■ **Jobs**:
1. Decide whether each statement below agrees with the passage on the Estrada rule, answering yes or no and quoting the words of the passage that settle it. (a) In Nasalga, the Supreme Court accepted an invitation to reconsider Estrada. (b) Hunter dealt with amendments to section 2900.5. (c) Sandoval disagreed with Hunter on the same issue.
2. Quote the records word for word, starting at their first line and going up to and including the line that contains "(767, 436), (1080, 494)".

■ **Passage provided**:
In 1996, the Supreme Court expressly reaffirmed the Estrada rule. (People v. Nasalga (1996) 12 Cal.4th 784, 792, fn. 7 (Nasalga).) In a prior case, the court had suggested that the rationale of Estrada had been undermined by further developments in penology in this state. (In re Pedro T. (1994) 8 Cal.4th 1041, 1045, fn. 1, citing § 1170, subd. (a)(1) [“Legislature finds and declares that the purpose of imprisonment for crime is punishment”].) In Nasalga, however, the court rejected an invitation to reconsider Estrada in light of this change in penological theory. “In the 31 years since this court decided Estrada, ... the Legislature has taken no action, as it easily could have done, to abrogate Estrada.” (Nasalga, at p. 792, fn. 7.) In short, in Nasalga the court reaffirmed the Estrada rule on the ground of legislative acquiescence, regardless of the continuing persuasiveness of the Estrada rationale. (Cf. People v. Meloney (2003) 30 Cal.4th 1145, 1161 (Meloney) [“ ‘ “[when] a statute has been construed by judicial decision, and that construction is not altered by subsequent legislation, it must be presumed that the Legislature is aware of the judicial construction and approves of it” ’ ”].) After Nasalga, it is no longer open to debate whether the fact that the Legislature enacted a statute that mitigates punishment supports an inference that the Legislature intended the statute to apply retroactively. (Nasalga, at p. 792, fn. 7.)

Notably, during that 31-year period the Supreme Court had repeatedly followed and applied Estrada. (See, e.g., People v. Francis (1969) 71 Cal.2d 66, 75–76; People v. Rossi (1976) 18 Cal.3d 295, 298–300; People v. Chapman (1978) 21 Cal.3d 124, 126–127; People v. Babylon (1985) 39 Cal.3d 719, 721–722; Tapia v. Superior Court (1991) 53 Cal.3d 282, 300–301.)

2. Retroactivity of Statutes Increasing Custody Credits

In at least four prior decisions long predating the current amendments, courts of appeal have held that the Estrada rule applied to amendments increasing the credits a defendant could receive for presentence custody. (People v. Hunter (1977) 68 Cal.App.3d 389, 391–393 (Hunter); People v. Sandoval (1977) 70 Cal.App.3d 73, 87–88 (Sandoval); People v. Doganiere (1978) 86 Cal.App.3d 237, 238–240 (Doganiere); People v. Smith (1979) 98 Cal.App.3d 793, 798–799 (Smith).) As far as we are aware, no published decisions have held to the contrary. In Hunter, the issue was whether amendments to section 2900.5, which allowed credit for actual time spent in presentence custody against sentences imposed as a condition of probation, applied retroactively to probationary sentences imposed prior to the effective date of the amendments. (Hunter, at p. 391.) Following Estrada, the court held the amendments applied retroactively to judgments that were not yet final on the effective date of the new law. (Ibid.) Sandoval agreed with and followed Hunter on the same issue. (Sandoval, at pp. 87–88.)

(Lines of data)
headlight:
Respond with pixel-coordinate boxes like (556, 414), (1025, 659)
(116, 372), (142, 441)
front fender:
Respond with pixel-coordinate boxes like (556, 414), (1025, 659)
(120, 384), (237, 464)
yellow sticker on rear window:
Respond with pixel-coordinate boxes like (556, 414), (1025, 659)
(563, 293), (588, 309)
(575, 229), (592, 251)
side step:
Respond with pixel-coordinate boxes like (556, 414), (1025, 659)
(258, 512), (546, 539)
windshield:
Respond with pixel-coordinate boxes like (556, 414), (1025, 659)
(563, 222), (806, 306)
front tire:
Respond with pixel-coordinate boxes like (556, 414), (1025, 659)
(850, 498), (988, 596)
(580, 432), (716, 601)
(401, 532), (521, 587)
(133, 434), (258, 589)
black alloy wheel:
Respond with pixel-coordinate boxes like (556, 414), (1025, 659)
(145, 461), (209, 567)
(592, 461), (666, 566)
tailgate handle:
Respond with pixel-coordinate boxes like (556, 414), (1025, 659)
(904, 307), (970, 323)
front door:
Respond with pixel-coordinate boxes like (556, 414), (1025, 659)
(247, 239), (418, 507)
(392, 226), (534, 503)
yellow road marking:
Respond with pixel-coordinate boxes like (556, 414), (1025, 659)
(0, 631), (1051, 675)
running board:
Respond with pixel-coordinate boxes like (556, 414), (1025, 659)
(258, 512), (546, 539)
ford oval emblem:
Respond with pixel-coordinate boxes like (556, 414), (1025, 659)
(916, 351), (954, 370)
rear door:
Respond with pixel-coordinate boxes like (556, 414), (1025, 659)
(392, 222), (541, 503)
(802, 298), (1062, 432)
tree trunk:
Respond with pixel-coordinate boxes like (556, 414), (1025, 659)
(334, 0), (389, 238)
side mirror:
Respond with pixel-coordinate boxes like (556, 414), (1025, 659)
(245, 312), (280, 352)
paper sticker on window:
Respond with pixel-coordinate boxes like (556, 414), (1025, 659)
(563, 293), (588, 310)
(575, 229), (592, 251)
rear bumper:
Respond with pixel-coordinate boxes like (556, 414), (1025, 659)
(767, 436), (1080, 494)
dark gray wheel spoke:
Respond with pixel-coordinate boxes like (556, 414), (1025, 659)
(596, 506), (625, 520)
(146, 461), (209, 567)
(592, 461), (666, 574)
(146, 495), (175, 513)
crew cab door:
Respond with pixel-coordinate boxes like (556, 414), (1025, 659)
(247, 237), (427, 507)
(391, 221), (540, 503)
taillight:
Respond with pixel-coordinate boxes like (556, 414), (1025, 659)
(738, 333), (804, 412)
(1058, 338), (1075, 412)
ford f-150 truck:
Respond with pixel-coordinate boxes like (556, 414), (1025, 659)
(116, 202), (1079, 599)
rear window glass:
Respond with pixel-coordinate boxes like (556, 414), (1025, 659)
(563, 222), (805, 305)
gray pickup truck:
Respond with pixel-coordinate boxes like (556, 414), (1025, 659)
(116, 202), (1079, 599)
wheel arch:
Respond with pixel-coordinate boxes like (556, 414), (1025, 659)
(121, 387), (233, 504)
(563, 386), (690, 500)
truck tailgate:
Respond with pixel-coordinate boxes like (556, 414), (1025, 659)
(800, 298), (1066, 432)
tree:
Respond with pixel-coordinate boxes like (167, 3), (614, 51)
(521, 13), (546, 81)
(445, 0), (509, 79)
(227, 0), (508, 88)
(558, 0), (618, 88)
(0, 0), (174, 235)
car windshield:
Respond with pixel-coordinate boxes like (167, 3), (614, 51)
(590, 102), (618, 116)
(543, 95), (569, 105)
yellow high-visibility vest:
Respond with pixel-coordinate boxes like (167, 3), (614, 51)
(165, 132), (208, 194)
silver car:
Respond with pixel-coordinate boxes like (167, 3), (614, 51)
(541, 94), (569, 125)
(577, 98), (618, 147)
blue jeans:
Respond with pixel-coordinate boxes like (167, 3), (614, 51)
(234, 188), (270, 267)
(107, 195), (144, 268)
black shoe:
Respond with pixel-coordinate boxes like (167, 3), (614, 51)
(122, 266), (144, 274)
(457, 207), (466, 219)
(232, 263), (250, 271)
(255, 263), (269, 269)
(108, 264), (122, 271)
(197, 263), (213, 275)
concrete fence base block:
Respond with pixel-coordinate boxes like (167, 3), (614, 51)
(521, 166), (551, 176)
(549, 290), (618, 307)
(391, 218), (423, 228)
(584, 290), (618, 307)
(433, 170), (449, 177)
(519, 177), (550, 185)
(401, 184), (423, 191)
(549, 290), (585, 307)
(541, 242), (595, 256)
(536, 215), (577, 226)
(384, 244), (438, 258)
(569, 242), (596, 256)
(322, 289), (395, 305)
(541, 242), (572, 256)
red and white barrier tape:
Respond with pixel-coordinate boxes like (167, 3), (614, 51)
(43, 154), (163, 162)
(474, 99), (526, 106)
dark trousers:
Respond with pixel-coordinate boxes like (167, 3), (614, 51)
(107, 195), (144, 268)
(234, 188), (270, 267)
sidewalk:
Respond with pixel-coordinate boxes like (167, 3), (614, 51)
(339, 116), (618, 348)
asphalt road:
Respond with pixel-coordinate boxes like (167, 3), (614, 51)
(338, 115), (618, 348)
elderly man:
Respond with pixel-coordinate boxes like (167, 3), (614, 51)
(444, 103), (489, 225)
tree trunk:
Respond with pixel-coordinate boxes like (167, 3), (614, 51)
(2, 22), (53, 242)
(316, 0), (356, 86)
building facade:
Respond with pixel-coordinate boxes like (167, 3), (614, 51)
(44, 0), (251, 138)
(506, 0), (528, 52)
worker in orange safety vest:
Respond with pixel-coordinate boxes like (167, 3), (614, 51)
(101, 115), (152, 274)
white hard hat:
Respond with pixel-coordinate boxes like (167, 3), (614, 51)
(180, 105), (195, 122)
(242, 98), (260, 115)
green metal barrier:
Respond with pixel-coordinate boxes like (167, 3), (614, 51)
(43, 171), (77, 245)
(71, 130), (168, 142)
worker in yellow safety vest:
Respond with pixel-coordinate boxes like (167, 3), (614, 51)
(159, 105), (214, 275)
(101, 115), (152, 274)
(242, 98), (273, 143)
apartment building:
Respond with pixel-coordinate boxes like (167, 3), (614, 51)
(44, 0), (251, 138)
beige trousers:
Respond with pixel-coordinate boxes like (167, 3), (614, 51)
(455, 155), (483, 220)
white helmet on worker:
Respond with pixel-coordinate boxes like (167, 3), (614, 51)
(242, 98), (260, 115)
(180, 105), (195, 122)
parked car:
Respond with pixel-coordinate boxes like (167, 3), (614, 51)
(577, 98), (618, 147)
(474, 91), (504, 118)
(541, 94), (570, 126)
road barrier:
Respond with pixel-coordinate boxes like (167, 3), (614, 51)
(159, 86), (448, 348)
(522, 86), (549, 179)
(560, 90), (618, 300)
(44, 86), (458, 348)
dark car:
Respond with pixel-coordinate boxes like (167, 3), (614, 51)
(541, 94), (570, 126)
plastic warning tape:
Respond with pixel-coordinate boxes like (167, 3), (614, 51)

■ **Answers in order**:
1.
(a) No: "In Nasalga, however, the court rejected an invitation to reconsider Estrada in light of this change in penological theory."
(b) Yes: "In Hunter, the issue was whether amendments to section 2900.5"
(c) No: "Sandoval agreed with and followed Hunter on the same issue."

2.
headlight:
Respond with pixel-coordinate boxes like (556, 414), (1025, 659)
(116, 372), (142, 441)
front fender:
Respond with pixel-coordinate boxes like (556, 414), (1025, 659)
(120, 384), (237, 464)
yellow sticker on rear window:
Respond with pixel-coordinate boxes like (556, 414), (1025, 659)
(563, 293), (588, 309)
(575, 229), (592, 251)
side step:
Respond with pixel-coordinate boxes like (556, 414), (1025, 659)
(258, 512), (546, 539)
windshield:
Respond with pixel-coordinate boxes like (556, 414), (1025, 659)
(563, 222), (806, 306)
front tire:
Respond with pixel-coordinate boxes like (556, 414), (1025, 659)
(850, 498), (988, 596)
(580, 432), (716, 601)
(401, 532), (521, 587)
(133, 434), (258, 589)
black alloy wheel:
Respond with pixel-coordinate boxes like (556, 414), (1025, 659)
(145, 461), (209, 567)
(592, 461), (666, 566)
tailgate handle:
Respond with pixel-coordinate boxes like (556, 414), (1025, 659)
(904, 307), (970, 323)
front door:
Respond with pixel-coordinate boxes like (556, 414), (1025, 659)
(247, 239), (418, 507)
(392, 226), (534, 503)
yellow road marking:
Respond with pixel-coordinate boxes like (556, 414), (1025, 659)
(0, 631), (1051, 675)
running board:
Respond with pixel-coordinate boxes like (556, 414), (1025, 659)
(258, 512), (546, 539)
ford oval emblem:
Respond with pixel-coordinate boxes like (556, 414), (1025, 659)
(916, 351), (954, 370)
rear door:
Respond with pixel-coordinate boxes like (556, 414), (1025, 659)
(392, 222), (541, 503)
(802, 298), (1062, 432)
tree trunk:
Respond with pixel-coordinate boxes like (556, 414), (1025, 659)
(334, 0), (389, 238)
side mirror:
Respond with pixel-coordinate boxes like (556, 414), (1025, 659)
(245, 312), (280, 352)
paper sticker on window:
Respond with pixel-coordinate boxes like (556, 414), (1025, 659)
(563, 293), (588, 310)
(575, 229), (592, 251)
rear bumper:
Respond with pixel-coordinate boxes like (556, 414), (1025, 659)
(767, 436), (1080, 494)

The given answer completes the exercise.